── DATA LISTING

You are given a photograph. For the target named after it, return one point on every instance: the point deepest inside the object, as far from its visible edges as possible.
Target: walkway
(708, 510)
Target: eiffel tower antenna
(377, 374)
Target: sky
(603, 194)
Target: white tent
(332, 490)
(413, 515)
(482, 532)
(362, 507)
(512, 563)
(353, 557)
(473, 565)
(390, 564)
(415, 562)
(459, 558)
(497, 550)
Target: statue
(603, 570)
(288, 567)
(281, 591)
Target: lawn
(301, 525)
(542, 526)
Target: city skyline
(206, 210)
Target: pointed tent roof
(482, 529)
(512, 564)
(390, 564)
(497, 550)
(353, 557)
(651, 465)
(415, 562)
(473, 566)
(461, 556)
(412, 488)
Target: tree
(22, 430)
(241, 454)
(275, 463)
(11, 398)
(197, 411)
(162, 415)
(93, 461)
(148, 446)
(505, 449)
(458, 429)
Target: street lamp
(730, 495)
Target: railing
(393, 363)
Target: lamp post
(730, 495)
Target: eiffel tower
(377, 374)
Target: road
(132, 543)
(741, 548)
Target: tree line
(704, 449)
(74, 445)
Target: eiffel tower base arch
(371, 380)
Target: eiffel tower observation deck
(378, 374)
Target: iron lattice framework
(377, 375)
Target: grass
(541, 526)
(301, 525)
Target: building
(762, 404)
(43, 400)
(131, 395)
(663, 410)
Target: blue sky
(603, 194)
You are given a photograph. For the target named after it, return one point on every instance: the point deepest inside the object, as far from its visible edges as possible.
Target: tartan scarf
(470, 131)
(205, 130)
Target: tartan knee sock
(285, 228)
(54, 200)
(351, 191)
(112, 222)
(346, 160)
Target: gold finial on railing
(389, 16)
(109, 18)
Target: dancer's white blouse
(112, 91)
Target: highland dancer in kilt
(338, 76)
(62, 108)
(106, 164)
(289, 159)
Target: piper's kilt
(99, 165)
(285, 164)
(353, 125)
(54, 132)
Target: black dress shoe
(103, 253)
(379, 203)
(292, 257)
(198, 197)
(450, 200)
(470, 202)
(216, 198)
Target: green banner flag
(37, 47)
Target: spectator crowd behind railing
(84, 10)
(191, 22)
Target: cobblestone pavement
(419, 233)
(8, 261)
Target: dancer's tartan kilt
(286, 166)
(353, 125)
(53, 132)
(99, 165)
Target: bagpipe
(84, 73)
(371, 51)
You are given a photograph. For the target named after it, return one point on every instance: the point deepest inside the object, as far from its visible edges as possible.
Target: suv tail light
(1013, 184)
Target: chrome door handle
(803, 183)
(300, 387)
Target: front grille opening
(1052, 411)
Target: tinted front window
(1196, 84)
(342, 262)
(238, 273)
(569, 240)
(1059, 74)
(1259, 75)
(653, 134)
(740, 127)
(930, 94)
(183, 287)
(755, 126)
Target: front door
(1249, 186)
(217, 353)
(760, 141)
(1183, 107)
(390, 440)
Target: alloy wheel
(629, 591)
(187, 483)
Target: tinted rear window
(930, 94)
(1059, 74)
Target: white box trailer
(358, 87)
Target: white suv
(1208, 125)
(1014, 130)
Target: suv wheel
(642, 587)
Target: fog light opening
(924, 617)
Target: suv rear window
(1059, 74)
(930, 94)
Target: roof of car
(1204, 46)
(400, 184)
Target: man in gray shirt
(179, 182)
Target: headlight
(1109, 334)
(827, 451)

────

**ACTION ITEM:**
Copy the data above in full, exactly as it reads.

**ANSWER TO THIS EXERCISE:**
You are given a photograph. For the target named after it, return one point on every instance: the point deepest inside the object, as far from its visible edges as possible.
Target: walkway
(708, 510)
Target: eiffel tower antenna
(377, 374)
Target: sky
(603, 194)
Target: white tent
(332, 490)
(413, 515)
(482, 532)
(362, 507)
(512, 563)
(353, 557)
(473, 565)
(390, 564)
(415, 562)
(459, 558)
(497, 550)
Target: statue
(603, 570)
(288, 567)
(281, 591)
Target: lawn
(301, 525)
(542, 526)
Target: city skyline
(206, 210)
Target: pointed tent roof
(482, 529)
(512, 564)
(390, 564)
(497, 550)
(353, 557)
(651, 465)
(415, 562)
(473, 566)
(461, 556)
(412, 488)
Target: tree
(22, 430)
(241, 454)
(275, 463)
(11, 398)
(197, 411)
(162, 415)
(93, 461)
(148, 446)
(505, 449)
(458, 429)
Target: street lamp
(730, 495)
Target: railing
(393, 363)
Target: lamp post
(730, 495)
Target: eiffel tower
(377, 374)
Target: road
(132, 543)
(741, 548)
Target: tree line
(704, 449)
(74, 445)
Target: eiffel tower base arch
(371, 380)
Target: eiffel tower observation deck
(378, 374)
Target: iron lattice framework
(377, 375)
Target: grass
(541, 526)
(301, 525)
Target: building
(762, 404)
(43, 400)
(131, 395)
(663, 410)
Target: blue sky
(603, 194)
You are given a photograph. For the target named after it, return one point on every instance: the point deepest inside the object, as far from its visible edges as possible.
Target: tartan scarf
(470, 131)
(205, 130)
Target: tartan knee sock
(285, 228)
(54, 200)
(351, 191)
(112, 222)
(346, 160)
Target: gold finial on railing
(389, 16)
(109, 18)
Target: dancer's white blouse
(112, 91)
Target: highland dancer in kilt
(338, 76)
(62, 108)
(106, 164)
(289, 159)
Target: piper's kilt
(99, 165)
(285, 164)
(353, 125)
(54, 132)
Target: black dress shoe
(103, 253)
(379, 203)
(292, 257)
(198, 197)
(450, 200)
(470, 202)
(216, 198)
Target: green banner flag
(37, 47)
Target: spectator crowd behind railing
(84, 10)
(191, 22)
Target: cobblestone pavement
(419, 233)
(8, 261)
Target: dancer's tartan kilt
(286, 166)
(353, 125)
(53, 132)
(99, 165)
Target: bagpipe
(84, 73)
(371, 51)
You are given a photograph. For the target named after it, return one point on every instance: the point deepest inside the object, as far from its visible edges as possible.
Target: suv tail light
(1013, 184)
Target: chrome door handle
(803, 183)
(300, 387)
Target: front grille opening
(1052, 411)
Target: tinted front window
(1196, 84)
(342, 262)
(238, 273)
(569, 240)
(1059, 74)
(1259, 75)
(653, 134)
(740, 127)
(930, 94)
(183, 287)
(755, 126)
Target: front door
(1249, 186)
(217, 353)
(760, 141)
(1183, 107)
(390, 440)
Target: alloy wheel
(629, 591)
(187, 483)
Target: tinted rear window
(930, 94)
(1059, 74)
Target: white box trailer
(358, 87)
Target: white suv
(1208, 125)
(1014, 130)
Target: suv wheel
(642, 587)
Target: fog light opening
(924, 617)
Target: suv rear window
(1059, 74)
(930, 94)
Target: roof of car
(1204, 46)
(400, 184)
Target: man in gray shirt
(179, 182)
Target: headlight
(1109, 334)
(827, 451)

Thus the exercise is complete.